Extracted records
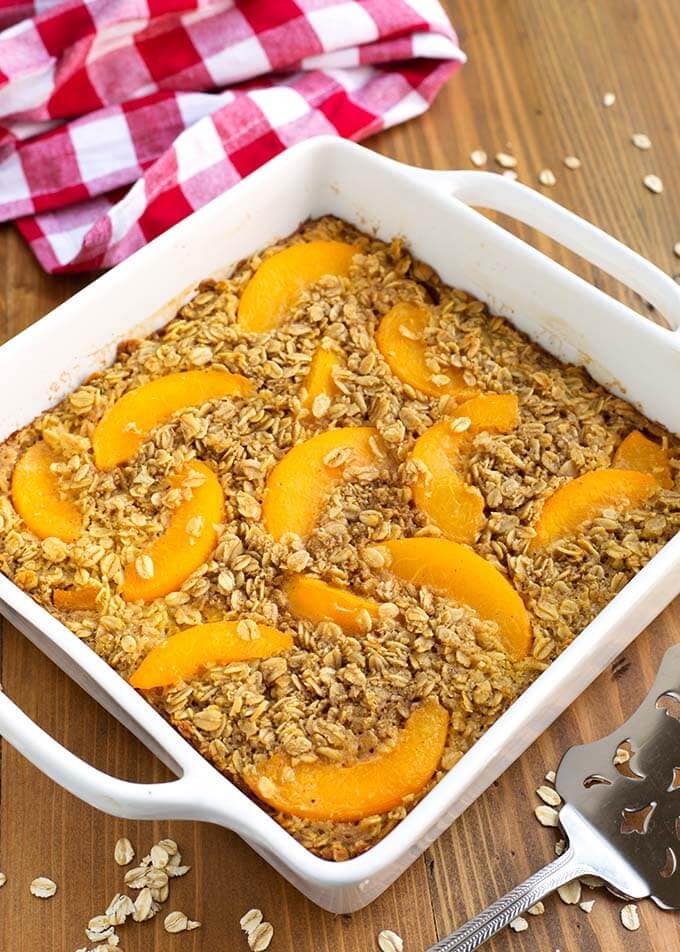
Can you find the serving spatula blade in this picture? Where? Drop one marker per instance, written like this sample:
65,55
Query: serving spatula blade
621,815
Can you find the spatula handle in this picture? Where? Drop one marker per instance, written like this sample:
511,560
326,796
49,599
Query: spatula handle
502,912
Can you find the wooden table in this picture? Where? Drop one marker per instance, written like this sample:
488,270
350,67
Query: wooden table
534,86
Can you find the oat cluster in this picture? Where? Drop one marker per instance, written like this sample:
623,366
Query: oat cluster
336,696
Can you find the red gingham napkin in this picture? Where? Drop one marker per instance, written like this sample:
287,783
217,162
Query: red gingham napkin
185,97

__TASK PROMPT__
Exact copy, no pictures: reproduce every record as it stands.

__REPLY TO THE TASK__
Can you find the serving spatula blade in this picture? Where? Drop one marker per instance, written like this sample:
65,55
Query: serving spatula blade
621,815
Can you find the spatula handle in this picture? Where? Drop one marker per instance, written like this sample:
511,560
326,796
49,599
Query: spatula handle
502,912
Can you find the wooden table in this picture? Where? Drop one marker per instance, written like this sample:
488,270
350,67
Query: wooden table
534,86
Can you find the oat cluster in this picture? Where? Drop one marker per instance, written like this sample:
623,366
Query: oat cluster
336,696
Can you find the red gingham napkin in this picture? Where? Drop one marker per instance, written like this sample:
287,783
217,162
Query: red gingham napkin
185,97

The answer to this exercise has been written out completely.